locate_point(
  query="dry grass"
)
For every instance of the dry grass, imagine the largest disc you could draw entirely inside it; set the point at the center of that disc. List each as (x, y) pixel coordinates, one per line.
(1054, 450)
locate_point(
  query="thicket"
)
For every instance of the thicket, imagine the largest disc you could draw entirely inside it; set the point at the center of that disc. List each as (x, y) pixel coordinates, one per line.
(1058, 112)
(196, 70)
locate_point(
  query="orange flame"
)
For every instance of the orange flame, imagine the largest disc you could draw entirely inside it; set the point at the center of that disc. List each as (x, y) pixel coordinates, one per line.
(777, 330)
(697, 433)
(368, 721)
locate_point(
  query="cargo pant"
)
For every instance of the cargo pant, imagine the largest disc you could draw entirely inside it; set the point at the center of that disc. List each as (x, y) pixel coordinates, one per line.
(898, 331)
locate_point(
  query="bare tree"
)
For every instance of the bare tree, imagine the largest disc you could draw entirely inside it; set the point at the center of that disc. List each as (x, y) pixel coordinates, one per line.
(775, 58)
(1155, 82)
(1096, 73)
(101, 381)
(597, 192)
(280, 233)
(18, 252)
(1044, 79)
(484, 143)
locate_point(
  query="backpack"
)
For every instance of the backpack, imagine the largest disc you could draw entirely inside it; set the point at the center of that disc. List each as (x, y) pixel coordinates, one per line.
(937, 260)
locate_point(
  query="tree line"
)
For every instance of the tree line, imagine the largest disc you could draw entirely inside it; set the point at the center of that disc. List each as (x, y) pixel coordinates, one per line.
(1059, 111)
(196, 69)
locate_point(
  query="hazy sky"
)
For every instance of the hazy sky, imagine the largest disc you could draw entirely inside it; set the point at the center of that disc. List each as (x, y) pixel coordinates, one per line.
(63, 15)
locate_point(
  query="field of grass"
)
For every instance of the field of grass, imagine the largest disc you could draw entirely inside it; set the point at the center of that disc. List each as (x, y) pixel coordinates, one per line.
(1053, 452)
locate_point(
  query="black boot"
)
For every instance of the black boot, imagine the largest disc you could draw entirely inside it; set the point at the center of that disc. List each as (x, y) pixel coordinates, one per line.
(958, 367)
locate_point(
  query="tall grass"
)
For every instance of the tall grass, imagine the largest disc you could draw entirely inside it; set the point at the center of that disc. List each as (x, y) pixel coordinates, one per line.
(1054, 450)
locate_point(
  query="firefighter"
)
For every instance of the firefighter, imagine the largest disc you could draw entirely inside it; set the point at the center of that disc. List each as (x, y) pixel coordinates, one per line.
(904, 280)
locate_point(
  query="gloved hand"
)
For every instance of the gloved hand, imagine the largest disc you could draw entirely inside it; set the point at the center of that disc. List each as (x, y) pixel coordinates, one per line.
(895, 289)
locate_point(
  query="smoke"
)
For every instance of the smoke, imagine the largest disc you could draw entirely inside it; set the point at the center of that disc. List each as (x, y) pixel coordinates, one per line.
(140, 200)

::::::

> Activity
Print all of the entries exactly, leaving nothing out.

> Task answer
locate_point(
  query="dry grass"
)
For every instance of the dry grass, imagine the largest disc you could draw entirely inside it; set the point at the center of that disc. List each as (x, y) pixel coordinates, one per line.
(1054, 450)
locate_point(
  query="thicket"
)
For every instance of the thicket, imagine the largest disc you could draw entirely inside it; set the point at the center of that disc. List each as (x, y) pixel coordinates, one per line.
(1058, 112)
(196, 70)
locate_point(
  query="orange flame"
)
For every instance of the orange flame, imagine the largest disc you could draw entirely inside it; set the point at the center of that disc. List each as (x, y) pixel coordinates, one per line.
(777, 330)
(697, 433)
(368, 721)
locate_point(
  query="cargo pant"
)
For every instance of the cargo pant, imagine the largest disc you could draw entirely inside it; set the point at the center of that disc. List each as (x, y) pixel coordinates, one per line.
(898, 331)
locate_point(
  query="bare tree"
)
For every instance of the bare tree, imagine the largest disc you could draw entirely inside it; set the point at the center of that disc. List each as (x, y) pixel coordinates, one per line.
(775, 58)
(1155, 82)
(1096, 73)
(101, 381)
(597, 192)
(280, 233)
(18, 252)
(1044, 79)
(484, 143)
locate_point(
  query="backpack"
)
For every instance of the backpack, imagine the largest disc you could draw entirely inside it; set the point at the center of that disc. List each as (x, y) pixel coordinates, one per line.
(937, 260)
locate_point(
  query="tree line"
)
For every instance of the tree line, imagine the largest disc you could draw entirely inside it; set the point at the center of that disc. List each as (x, y) pixel coordinates, one per line.
(1059, 111)
(196, 69)
locate_point(
  query="hazy sky"
)
For every instance of the hazy sky, imagine the largest disc you could draw entirely inside it; set the point at the center of that disc. List each as (x, y) pixel coordinates, one per line.
(63, 15)
locate_point(
  query="field of grass"
)
For every instance of the field of grass, imagine the largest disc you could draw entirely inside it; set the point at the center of that disc. List each as (x, y) pixel coordinates, one per line.
(1053, 452)
locate_point(
  query="black boot"
)
For every instance of the black boot, imagine the largest disc you could draw entirely inside it; set the point at the center of that disc. List each as (x, y) pixel coordinates, one per line.
(958, 367)
locate_point(
  query="tall grass"
)
For every instance of the tall grass, imagine the largest disc you could draw entirely inside it; set the point at the center of that disc. List each as (x, y) pixel coordinates, one per line.
(1054, 450)
locate_point(
  query="firefighter"
)
For every instance of the firefighter, imagine the largest disc you could draw entirely inside it; set the point at the center of that disc. List each as (x, y) pixel coordinates, one per line.
(904, 280)
locate_point(
  query="gloved hand"
)
For every instance of the gloved hand, imagine the largest disc you could draw entirely inside it; set the point at the center of that disc. List each as (x, y) pixel coordinates, one per line.
(895, 289)
locate_point(
  query="smoke"
)
For every instance of the smoke, imagine the largest disc you could draw entirely inside it; set the point at the center of that disc. List each as (x, y) pixel coordinates, one per line.
(140, 200)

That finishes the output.